#### Given data ####

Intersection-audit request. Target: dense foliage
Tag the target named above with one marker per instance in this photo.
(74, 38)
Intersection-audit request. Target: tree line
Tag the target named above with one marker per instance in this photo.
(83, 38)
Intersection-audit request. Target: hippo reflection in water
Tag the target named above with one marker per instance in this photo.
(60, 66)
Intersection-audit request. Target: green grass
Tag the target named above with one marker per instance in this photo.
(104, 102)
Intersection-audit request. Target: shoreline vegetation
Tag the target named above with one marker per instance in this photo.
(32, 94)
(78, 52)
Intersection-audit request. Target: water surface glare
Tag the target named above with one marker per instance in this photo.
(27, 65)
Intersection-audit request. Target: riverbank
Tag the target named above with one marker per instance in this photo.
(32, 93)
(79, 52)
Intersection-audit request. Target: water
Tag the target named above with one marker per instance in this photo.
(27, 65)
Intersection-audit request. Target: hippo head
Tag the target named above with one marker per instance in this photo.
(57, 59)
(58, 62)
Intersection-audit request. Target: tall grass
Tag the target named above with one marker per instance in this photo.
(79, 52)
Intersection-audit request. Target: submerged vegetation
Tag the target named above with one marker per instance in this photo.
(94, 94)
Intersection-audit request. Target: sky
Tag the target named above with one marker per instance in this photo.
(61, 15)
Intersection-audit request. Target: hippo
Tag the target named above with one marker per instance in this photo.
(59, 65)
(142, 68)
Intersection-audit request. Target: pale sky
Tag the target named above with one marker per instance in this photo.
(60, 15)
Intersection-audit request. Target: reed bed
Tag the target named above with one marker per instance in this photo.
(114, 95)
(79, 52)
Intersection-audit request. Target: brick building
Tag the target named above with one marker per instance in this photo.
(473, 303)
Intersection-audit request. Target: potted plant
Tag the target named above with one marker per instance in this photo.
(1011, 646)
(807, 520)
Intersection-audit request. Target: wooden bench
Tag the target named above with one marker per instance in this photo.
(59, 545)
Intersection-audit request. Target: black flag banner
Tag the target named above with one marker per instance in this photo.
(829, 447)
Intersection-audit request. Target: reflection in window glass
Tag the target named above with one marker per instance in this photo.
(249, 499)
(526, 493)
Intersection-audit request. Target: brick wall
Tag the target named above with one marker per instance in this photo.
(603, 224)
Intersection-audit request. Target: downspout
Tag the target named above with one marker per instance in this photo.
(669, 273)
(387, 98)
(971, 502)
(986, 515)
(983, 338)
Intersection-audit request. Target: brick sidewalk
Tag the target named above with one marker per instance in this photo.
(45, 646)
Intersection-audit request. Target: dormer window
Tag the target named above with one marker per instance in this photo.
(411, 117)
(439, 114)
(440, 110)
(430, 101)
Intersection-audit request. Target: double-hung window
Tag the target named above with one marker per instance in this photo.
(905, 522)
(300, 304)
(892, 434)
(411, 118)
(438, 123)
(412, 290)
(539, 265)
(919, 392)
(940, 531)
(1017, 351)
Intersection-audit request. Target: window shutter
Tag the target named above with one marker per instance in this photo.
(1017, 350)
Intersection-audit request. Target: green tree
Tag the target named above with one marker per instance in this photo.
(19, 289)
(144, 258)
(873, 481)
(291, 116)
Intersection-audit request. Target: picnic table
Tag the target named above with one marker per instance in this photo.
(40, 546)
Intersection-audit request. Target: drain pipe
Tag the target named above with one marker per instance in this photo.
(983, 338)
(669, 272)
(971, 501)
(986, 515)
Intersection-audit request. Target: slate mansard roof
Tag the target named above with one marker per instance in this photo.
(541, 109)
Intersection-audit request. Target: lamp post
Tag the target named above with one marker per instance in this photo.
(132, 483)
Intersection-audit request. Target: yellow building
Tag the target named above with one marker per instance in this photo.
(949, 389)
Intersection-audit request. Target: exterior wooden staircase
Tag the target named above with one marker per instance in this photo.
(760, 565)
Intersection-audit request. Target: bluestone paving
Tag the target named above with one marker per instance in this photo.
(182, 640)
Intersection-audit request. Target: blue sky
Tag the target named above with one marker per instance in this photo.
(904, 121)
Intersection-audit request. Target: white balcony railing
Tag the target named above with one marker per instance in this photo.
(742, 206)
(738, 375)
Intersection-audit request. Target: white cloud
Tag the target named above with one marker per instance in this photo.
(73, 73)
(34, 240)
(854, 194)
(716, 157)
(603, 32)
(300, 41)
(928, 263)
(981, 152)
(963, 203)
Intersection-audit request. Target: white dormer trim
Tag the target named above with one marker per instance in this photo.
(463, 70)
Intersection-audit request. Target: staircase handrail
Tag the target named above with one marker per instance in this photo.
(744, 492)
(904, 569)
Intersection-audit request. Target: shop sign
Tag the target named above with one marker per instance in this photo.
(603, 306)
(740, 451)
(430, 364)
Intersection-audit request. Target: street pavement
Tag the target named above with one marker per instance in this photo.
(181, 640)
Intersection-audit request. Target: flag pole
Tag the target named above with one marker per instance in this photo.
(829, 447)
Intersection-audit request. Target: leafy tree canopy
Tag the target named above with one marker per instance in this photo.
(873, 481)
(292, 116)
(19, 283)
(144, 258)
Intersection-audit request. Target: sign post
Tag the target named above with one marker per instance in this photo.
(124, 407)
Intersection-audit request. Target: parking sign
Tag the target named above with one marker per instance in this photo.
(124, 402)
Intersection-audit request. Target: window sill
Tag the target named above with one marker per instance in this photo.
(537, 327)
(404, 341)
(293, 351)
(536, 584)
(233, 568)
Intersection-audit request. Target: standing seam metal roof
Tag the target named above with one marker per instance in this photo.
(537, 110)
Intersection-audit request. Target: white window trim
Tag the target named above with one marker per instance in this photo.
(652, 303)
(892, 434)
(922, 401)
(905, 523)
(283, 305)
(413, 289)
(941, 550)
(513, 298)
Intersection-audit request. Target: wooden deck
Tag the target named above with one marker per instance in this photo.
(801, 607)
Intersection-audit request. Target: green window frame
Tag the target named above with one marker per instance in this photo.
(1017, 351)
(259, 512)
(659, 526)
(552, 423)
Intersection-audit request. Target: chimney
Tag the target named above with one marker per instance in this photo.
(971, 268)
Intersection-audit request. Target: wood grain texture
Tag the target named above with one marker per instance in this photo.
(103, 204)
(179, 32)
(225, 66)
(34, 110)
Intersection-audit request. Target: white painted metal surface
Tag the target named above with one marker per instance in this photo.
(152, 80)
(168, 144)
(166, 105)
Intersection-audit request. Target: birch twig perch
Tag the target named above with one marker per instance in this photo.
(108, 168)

####

Assignment:
Reproduce only the lines above, starting at the line with "Intersection-audit request. Target: standing" and ending at the line with "Intersection-audit request. Target: white window", exactly as written.

Task answer:
Intersection-audit request. Target: standing seam metal roof
Tag the target named above with one marker per instance in this photo.
(537, 110)
Intersection-audit request. Target: white window trim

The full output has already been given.